What you need to do
What is needed is every line of the data that includes the word "black". Please copy each one.

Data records
*** Block opens ***

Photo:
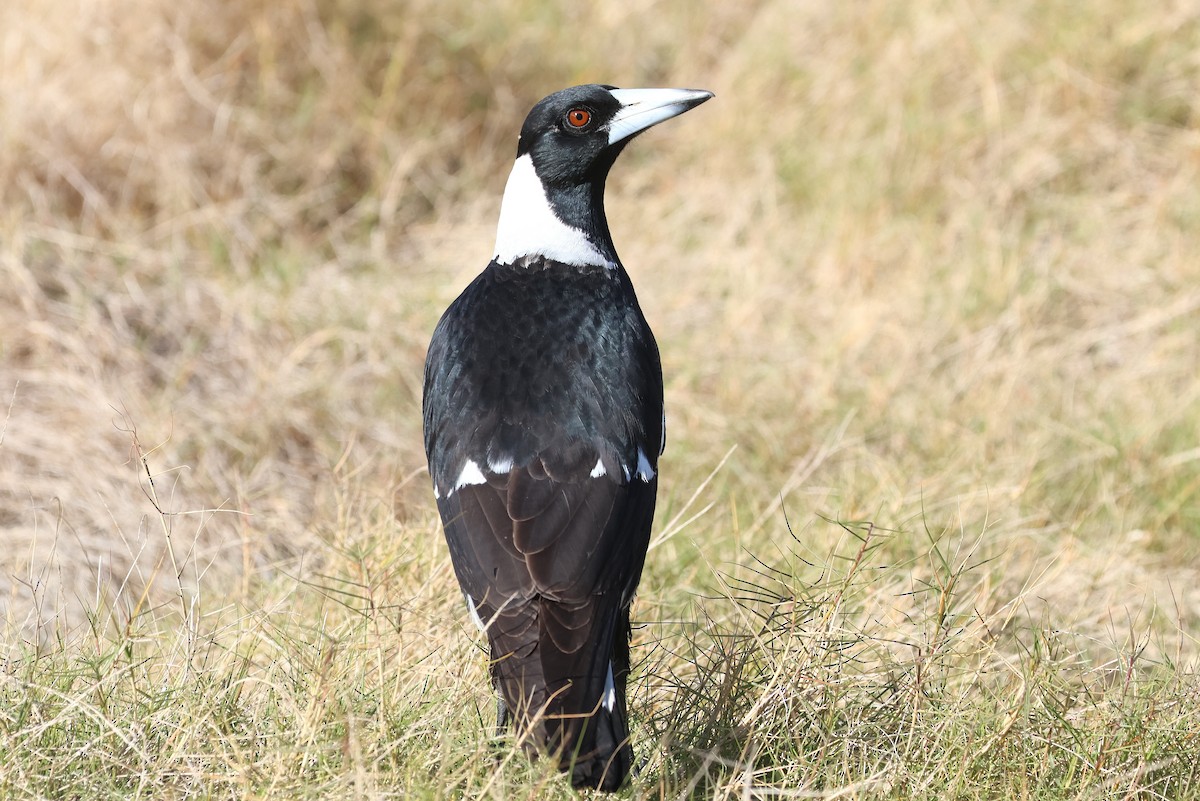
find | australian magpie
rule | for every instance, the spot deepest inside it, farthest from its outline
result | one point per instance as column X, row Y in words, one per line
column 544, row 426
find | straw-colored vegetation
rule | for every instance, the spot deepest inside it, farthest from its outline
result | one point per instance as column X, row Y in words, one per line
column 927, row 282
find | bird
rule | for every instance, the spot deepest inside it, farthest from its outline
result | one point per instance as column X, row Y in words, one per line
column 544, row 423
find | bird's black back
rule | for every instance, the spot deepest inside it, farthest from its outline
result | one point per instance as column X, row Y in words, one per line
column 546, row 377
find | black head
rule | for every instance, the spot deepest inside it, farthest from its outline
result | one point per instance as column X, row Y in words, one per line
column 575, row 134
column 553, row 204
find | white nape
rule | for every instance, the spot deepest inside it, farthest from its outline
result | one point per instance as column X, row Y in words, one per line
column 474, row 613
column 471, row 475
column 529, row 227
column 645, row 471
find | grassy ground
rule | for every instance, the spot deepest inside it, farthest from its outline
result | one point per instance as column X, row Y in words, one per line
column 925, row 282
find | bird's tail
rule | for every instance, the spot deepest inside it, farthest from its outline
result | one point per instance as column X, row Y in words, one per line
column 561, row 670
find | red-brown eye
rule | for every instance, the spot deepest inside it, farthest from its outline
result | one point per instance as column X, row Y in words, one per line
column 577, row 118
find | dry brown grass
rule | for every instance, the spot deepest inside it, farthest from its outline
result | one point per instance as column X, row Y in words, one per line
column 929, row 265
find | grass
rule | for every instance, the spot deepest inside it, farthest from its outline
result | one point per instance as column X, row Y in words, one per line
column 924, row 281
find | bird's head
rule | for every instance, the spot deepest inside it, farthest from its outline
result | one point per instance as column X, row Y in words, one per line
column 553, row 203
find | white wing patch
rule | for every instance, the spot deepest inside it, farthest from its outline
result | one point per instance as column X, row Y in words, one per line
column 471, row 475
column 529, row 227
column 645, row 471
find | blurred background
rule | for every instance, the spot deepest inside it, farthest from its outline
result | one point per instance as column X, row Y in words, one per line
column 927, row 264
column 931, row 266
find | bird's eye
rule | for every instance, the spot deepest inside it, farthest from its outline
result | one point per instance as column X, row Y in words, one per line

*** Block closes ***

Written response
find | bird's black back
find | black head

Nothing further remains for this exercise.